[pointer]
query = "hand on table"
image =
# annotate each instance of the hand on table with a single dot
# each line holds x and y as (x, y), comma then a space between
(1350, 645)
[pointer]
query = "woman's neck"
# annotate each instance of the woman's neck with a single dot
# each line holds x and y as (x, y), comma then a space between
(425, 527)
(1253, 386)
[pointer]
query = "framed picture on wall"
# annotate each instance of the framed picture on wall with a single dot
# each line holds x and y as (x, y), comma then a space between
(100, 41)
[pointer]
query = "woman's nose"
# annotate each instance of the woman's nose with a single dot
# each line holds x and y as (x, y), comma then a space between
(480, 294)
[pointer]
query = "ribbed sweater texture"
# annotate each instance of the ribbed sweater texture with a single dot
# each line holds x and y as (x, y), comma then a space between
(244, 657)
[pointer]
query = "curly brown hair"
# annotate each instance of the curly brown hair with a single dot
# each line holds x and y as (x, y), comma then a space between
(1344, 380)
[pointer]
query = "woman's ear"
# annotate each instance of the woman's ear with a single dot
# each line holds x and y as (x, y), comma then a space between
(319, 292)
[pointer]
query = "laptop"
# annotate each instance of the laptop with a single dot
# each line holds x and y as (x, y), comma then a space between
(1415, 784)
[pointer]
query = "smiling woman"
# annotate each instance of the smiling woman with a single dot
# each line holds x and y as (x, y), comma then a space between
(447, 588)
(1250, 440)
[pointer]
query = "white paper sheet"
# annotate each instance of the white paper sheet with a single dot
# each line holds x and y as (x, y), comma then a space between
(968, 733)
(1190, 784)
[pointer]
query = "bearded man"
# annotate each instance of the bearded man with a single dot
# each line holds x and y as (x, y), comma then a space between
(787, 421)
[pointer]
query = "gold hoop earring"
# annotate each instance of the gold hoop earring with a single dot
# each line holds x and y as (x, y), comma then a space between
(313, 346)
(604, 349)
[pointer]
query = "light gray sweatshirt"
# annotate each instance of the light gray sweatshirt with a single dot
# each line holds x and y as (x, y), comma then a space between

Objective »
Recast every line of the rows above as one numbered list, leaving out any blank lines.

Right answer »
1. [pointer]
2. query = "hand on table"
3. image =
4. # annotate each instance of the hand on table with a single dot
5. # each line holds x and y as (x, y), comma then a space between
6. (1350, 645)
7. [pointer]
8. query = "woman's neck"
9. # annotate each instance of the woman's neck with a single dot
10. # each line holds x and y as (x, y), comma then a space between
11. (425, 527)
12. (1253, 386)
13. [pointer]
14. query = "framed picture on wall"
15. # annotate each instance of the framed picture on wall with a single dot
16. # each line holds x and y as (x, y), comma then a space between
17. (100, 41)
18. [pointer]
19. query = "woman's nose"
20. # annotate each instance of the woman's nose with a single dot
21. # each line holds x and y as (x, y), comma then a space between
22. (480, 294)
23. [pointer]
24. query = "ribbed sweater texture"
25. # annotate each instance of the ribbed sweater texture with a single dot
26. # each line holds x and y as (x, y), comma then a space between
27. (244, 657)
28. [pointer]
29. query = "curly brown hair"
30. # annotate each instance of the curly brown hair with a single dot
31. # each line holds x and y as (x, y), comma then a space between
32. (1344, 380)
33. [pointer]
34. query = "woman's ear"
35. # annotate each instance of the woman's ear with a single dot
36. # each line holds x and y as (x, y), comma then a space between
37. (319, 292)
38. [pointer]
39. query = "laptop"
40. # annotate each instance of the laptop with a single dot
41. # each line holds x and y as (x, y), comma then a space between
42. (1415, 784)
43. [pointer]
44. query = "smiling woman"
45. # annotate each instance of the smiling woman with a single dot
46. # each line holds x and y as (x, y), comma then a space between
47. (447, 588)
48. (1250, 440)
49. [pointer]
50. query = "white paper sheet"
51. # annotate each instance of the white paper sheet with a single dot
52. # each line holds x and y as (x, y), comma then a space between
53. (968, 733)
54. (1190, 784)
55. [pointer]
56. query = "bearded man"
57. # annotate each instance of the bearded man with a single dot
58. # each line holds x and y as (x, y), comma then a space between
59. (787, 421)
60. [pointer]
61. query = "gold hoop earring"
62. # annotate each instance of the gold hoop earring with a single dot
63. # each line holds x and y as (x, y), comma then a space between
64. (313, 346)
65. (604, 349)
66. [pointer]
67. query = "light gray sweatshirt"
68. # annotate each instance of the light gray sweatshirt with a single dot
69. # each line holds x and y as (x, y), comma then a space between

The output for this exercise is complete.